Action item — Your answer should be the lines below from the one holding "x=480, y=100" through the one holding "x=64, y=314", copied exactly and with nothing else.

Extracted material —
###

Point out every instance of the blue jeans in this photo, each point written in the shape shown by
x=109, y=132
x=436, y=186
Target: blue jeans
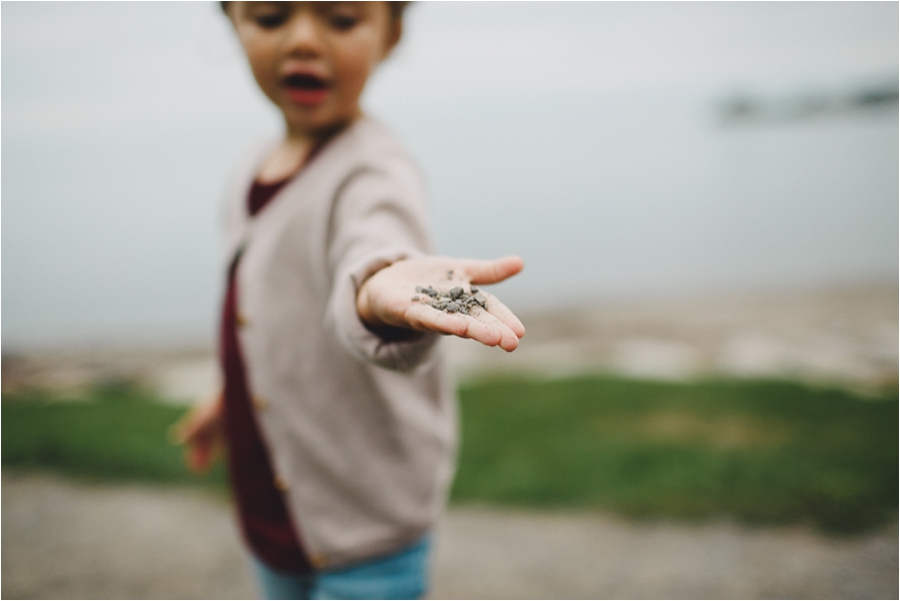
x=402, y=575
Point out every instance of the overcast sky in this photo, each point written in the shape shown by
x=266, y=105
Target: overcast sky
x=579, y=135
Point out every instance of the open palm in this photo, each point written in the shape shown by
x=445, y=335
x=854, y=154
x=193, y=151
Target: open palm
x=387, y=298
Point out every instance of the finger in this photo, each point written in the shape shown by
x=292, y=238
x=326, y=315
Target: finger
x=503, y=313
x=491, y=272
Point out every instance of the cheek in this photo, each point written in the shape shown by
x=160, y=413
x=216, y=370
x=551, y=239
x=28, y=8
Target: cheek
x=264, y=69
x=356, y=64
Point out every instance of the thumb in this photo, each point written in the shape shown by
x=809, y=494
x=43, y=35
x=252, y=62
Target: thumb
x=492, y=272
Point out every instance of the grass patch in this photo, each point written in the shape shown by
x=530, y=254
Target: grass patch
x=114, y=434
x=759, y=452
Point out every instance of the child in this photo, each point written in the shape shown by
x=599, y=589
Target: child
x=336, y=410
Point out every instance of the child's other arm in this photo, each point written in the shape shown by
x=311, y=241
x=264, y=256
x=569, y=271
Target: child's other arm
x=392, y=297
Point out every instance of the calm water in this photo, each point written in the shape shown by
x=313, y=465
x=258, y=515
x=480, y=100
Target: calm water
x=596, y=156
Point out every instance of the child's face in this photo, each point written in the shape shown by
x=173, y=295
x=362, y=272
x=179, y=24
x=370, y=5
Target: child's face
x=312, y=59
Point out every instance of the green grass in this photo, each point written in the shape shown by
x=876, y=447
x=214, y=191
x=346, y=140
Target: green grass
x=759, y=452
x=117, y=434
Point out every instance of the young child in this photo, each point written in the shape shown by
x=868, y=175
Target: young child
x=337, y=413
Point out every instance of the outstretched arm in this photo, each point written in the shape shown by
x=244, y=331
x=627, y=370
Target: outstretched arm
x=402, y=295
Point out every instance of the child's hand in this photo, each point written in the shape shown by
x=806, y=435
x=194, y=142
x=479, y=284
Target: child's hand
x=200, y=431
x=386, y=299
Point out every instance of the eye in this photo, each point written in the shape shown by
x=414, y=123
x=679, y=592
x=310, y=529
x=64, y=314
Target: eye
x=271, y=20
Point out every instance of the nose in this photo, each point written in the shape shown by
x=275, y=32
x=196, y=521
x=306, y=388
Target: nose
x=303, y=35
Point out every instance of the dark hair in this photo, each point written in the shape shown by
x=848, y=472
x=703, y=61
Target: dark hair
x=396, y=8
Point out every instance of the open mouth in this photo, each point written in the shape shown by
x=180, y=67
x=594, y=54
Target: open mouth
x=305, y=89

###

Response to this exercise —
x=480, y=100
Target: calm water
x=596, y=156
Point out every instance of the child's face in this photo, each point written in the shape shown by
x=173, y=295
x=362, y=272
x=179, y=24
x=370, y=5
Target: child's face
x=312, y=59
Point out every instance of the green grass in this photo, each point written in the shape shown by
x=876, y=447
x=214, y=191
x=346, y=140
Target: green grass
x=759, y=452
x=117, y=434
Point out every instance of the young child in this photo, each point written in the shape shown by
x=868, y=175
Target: young child
x=337, y=413
Point out every instance of the outstretched arm in this photo, each point written in the shape shown by
x=244, y=331
x=627, y=370
Target: outstretched arm
x=402, y=295
Point out every instance of the child's hand in this photo, each point written in the shape shown by
x=806, y=435
x=194, y=142
x=479, y=284
Target: child's hand
x=200, y=431
x=386, y=299
Point out every instance of the eye in this photo, each point written in the shape shown by
x=414, y=123
x=679, y=592
x=310, y=529
x=64, y=314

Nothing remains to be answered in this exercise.